Please write the data out once more, exactly as it is given.
--- Study material Enclosed Below ---
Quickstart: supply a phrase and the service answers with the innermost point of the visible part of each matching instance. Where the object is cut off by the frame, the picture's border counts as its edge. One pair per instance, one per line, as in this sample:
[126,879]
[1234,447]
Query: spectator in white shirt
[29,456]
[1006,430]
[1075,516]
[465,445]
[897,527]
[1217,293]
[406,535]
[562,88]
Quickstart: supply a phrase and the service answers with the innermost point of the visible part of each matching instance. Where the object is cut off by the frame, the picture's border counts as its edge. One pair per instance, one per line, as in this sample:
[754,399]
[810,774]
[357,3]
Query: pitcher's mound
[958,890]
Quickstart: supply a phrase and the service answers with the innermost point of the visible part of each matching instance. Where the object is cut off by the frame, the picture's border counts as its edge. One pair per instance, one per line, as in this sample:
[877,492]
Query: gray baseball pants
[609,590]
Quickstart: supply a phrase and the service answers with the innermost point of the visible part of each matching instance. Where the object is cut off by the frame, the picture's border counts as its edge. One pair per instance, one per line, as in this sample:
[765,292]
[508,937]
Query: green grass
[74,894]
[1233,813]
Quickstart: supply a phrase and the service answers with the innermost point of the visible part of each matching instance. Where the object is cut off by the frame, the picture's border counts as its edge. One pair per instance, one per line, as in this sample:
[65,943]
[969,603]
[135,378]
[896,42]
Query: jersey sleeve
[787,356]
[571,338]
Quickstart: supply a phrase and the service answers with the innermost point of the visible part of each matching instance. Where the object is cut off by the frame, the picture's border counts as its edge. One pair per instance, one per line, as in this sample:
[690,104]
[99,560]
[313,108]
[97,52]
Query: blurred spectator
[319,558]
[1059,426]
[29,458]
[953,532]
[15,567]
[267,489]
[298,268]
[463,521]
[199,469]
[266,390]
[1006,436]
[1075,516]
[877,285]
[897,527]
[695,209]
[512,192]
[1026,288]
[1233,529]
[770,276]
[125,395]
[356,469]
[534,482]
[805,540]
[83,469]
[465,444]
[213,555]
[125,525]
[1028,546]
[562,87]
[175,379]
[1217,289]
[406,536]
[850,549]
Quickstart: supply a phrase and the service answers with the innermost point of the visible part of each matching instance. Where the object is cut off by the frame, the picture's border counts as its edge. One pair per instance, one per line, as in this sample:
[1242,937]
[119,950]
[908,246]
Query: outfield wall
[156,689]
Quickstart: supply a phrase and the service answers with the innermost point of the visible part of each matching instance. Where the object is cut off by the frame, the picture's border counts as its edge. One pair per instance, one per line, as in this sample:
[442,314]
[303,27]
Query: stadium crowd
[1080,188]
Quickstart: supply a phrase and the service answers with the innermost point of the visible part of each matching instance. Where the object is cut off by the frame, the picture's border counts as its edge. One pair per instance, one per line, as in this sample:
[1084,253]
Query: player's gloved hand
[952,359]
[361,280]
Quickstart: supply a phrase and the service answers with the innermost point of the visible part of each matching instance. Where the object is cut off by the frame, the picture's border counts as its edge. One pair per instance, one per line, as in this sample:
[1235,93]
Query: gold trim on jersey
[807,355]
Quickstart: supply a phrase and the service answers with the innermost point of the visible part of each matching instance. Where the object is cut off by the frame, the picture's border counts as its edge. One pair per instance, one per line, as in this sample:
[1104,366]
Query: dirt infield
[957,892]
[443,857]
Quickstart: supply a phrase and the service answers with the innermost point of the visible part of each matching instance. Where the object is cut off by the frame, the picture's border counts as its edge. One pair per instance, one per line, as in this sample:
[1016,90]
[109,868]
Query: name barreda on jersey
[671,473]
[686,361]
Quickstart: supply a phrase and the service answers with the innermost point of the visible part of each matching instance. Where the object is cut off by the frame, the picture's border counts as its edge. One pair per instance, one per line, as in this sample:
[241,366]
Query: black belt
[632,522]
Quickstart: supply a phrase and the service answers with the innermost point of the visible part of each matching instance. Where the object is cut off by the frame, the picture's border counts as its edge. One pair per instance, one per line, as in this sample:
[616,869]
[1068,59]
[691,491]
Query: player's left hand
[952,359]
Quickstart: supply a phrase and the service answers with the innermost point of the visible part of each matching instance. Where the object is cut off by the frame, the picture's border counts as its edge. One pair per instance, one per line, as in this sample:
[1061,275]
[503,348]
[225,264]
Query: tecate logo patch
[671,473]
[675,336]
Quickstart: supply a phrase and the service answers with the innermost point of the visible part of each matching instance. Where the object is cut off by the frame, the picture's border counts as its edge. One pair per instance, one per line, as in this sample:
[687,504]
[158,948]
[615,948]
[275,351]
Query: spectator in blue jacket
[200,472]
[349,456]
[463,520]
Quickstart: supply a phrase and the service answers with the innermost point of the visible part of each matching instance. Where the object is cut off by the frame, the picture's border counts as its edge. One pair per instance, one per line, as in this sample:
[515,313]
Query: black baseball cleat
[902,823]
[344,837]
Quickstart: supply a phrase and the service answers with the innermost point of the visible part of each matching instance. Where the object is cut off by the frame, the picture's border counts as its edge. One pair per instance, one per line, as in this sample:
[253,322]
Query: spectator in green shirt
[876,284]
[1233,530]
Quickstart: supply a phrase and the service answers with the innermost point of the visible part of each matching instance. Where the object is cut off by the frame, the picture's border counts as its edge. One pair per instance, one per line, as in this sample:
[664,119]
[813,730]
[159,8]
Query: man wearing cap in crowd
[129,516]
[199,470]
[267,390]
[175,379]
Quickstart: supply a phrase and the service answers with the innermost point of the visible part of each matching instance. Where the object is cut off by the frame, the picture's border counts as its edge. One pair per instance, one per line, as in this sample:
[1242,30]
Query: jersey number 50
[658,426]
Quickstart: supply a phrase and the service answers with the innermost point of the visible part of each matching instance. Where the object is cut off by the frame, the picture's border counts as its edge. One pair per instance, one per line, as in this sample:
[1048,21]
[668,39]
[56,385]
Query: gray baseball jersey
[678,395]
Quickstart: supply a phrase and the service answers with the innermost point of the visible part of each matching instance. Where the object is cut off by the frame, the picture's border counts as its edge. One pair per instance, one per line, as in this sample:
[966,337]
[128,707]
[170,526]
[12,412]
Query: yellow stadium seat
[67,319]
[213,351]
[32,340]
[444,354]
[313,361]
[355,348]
--- End of Enclosed Study material ---
**Answer space:**
Quickstart: supply a phrase and the service answers with the innermost point of the visible part of each matching instance. Where the object is cut off by the frame, the picture's border counts as its edge. One pair per instance, one per line, as in this sample:
[126,879]
[1234,447]
Query: spectator in white shirt
[29,456]
[1006,430]
[1075,516]
[465,445]
[897,527]
[1217,293]
[406,535]
[562,88]
Quickstart: supply a phrase and the service answers with the innermost point of the visible part of each matching instance. Where the object is cut off by the frame, the picture's border counts as its edge. One pair per instance, one per line, as in this sample:
[754,399]
[810,774]
[357,3]
Query: pitcher's mound
[958,890]
Quickstart: supply a phrase and the service answers with the innermost point of the visible part of each matching instance. Where the object is cut off by the frame, the picture's border counts as its edge. One pair per instance, one per line, as in this sample:
[877,492]
Query: gray baseball pants
[609,590]
Quickstart: supply a phrase and the service answers with the innermost point of the visible part of each matching instance. Where the object is cut off by the frame, the picture's border counts as its edge. One pair per instance, one per line, as in this sample:
[765,292]
[508,937]
Query: green grass
[74,894]
[1233,813]
Quickstart: supply a phrase and the service answers with the innermost point of the visible part of each matching instance. Where the object is cut off by the frame, the picture's border counts as its edge. One pair per instance, one per line, as in this sample:
[65,943]
[969,603]
[135,378]
[896,42]
Query: jersey sleeve
[787,356]
[571,338]
Quickstart: supply a phrase and the service answers with the innermost point of the visible part of each matching instance. Where the object is cut off by the frame, the picture's border counts as its edge. One pair per instance, one per line, as in this sample:
[690,104]
[99,560]
[313,108]
[97,52]
Query: blurred spectator
[319,558]
[1059,426]
[29,458]
[953,532]
[15,567]
[267,489]
[298,268]
[463,521]
[199,469]
[266,390]
[1006,436]
[1075,516]
[877,285]
[897,527]
[695,209]
[512,192]
[1026,288]
[1233,529]
[770,276]
[125,395]
[356,469]
[534,482]
[805,540]
[83,469]
[465,444]
[213,555]
[125,525]
[1028,546]
[562,87]
[175,379]
[1217,289]
[406,536]
[850,549]
Quickstart: supply a phrase and the service answers with the innermost point of the visible part of each matching instance. Where the object is cut off by the frame, the picture's border counts as its edge. One pair per instance, one per line, as in this sample:
[1242,937]
[119,950]
[908,246]
Query: outfield wall
[156,689]
Quickstart: supply a phrase and the service answers with the innermost point of the visible part of each matching instance. Where the object is cut off by the frame, the picture's border counts as its edge. One pair per instance, one per line, as in this sample:
[442,314]
[303,27]
Query: stadium crowd
[1080,188]
Quickstart: supply a phrase and the service answers with the innermost point of the visible part of each matching instance. Where the object is cut off by the frame, the picture's border counts as its edge. One pair per instance, one per line, as in this sample:
[1084,253]
Query: player's gloved hand
[952,359]
[361,280]
Quickstart: supply a phrase and the service answers with the innermost point of the visible part of each matching instance. Where the object is cut off by the frame, the picture's border counts as its edge. One pair per instance, one per line, as in this sample:
[1235,93]
Query: gold trim on jersey
[807,355]
Quickstart: supply a phrase and the service answers with the innermost point of the visible part of each matching instance. Where the object is cut off by the frame, the picture's border counts as its edge. One pair per instance, one per line, as in this sample:
[1104,366]
Query: dirt infield
[957,892]
[443,857]
Quickstart: supply a phrase and the service answers with the innermost point of the visible part of each matching instance. Where the object is cut off by the frame, the picture's border counts as its edge. One pair per instance, one per line, as in this sample:
[1016,90]
[109,868]
Query: name barreda on jersey
[671,473]
[686,361]
Quickstart: supply a phrase and the service answers with the innermost point of the visible part of each matching instance. Where the object is cut off by the frame, the picture's border counts as its edge. One pair per instance, one per line, as in this sample:
[241,366]
Query: black belt
[632,522]
Quickstart: supply a phrase and the service answers with the innermost point of the visible part of each matching instance. Where the object is cut off by the frame, the picture's border counts as its edge. One pair per instance, one per line, as in this sample:
[616,869]
[1068,59]
[691,491]
Query: player's left hand
[952,359]
Quickstart: supply a phrase and the service answers with the innermost point of the visible part of each matching instance. Where the object is cut off by the frame, the picture's border counts as its edge. One pair per instance, one per line, as in this sample:
[1061,275]
[503,348]
[225,264]
Query: tecate logo patch
[671,473]
[675,336]
Quickstart: supply a phrase and the service answers with the innermost point of the visible part of each matching instance. Where the object is cut off by the frame, the picture's border counts as its edge. One pair per instance, one per line, as in this sample:
[687,504]
[158,948]
[615,948]
[275,351]
Query: spectator in blue jacket
[200,472]
[349,456]
[463,520]
Quickstart: supply a phrase and the service answers with the innermost point of the visible part of each matching instance. Where the object is cut off by the frame, the picture's border counts as its edge. One pair per instance, one per line, as in this sample:
[515,313]
Query: black baseball cleat
[902,823]
[344,837]
Quickstart: supply a phrase and the service answers with the innermost point of the visible part of each matching instance. Where the object is cut off by the frame, the picture's border counts as its edge. One pair per instance, one per line, as in this sample:
[253,322]
Query: spectator in green shirt
[876,284]
[1233,530]
Quickstart: supply a phrase and the service answers with the innermost point of the visible part of each matching instance. Where the object is cut off by the frame, the picture's border counts as its edge. One pair per instance, one per line, as in this sample:
[664,119]
[813,730]
[159,8]
Query: man wearing cap in crowd
[129,516]
[199,470]
[267,390]
[175,379]
Quickstart: supply a phrase and the service answers with the innermost point of the visible part of each matching instance. Where the object is cut off by the frame, the picture's border counts as its edge. One pair per instance, one per line, as in this sample:
[1242,30]
Query: jersey number 50
[658,426]
Quickstart: supply a phrase and the service answers with the innermost point of the visible part of each matching instance. Where the object is cut off by the frame, the picture's border counts as its edge. One pair per instance, one per line, as in this sample:
[1048,21]
[668,39]
[56,385]
Query: gray baseball jersey
[678,395]
Quickstart: supply a phrase and the service answers with the innermost point of the visible part of each matching instance. Where the object is cut off by the frame, the picture's border counts as its edge. One pair per instance, one per line, as in this sample:
[966,337]
[128,707]
[170,526]
[12,412]
Query: yellow stadium seat
[67,319]
[213,351]
[32,340]
[444,354]
[313,361]
[355,348]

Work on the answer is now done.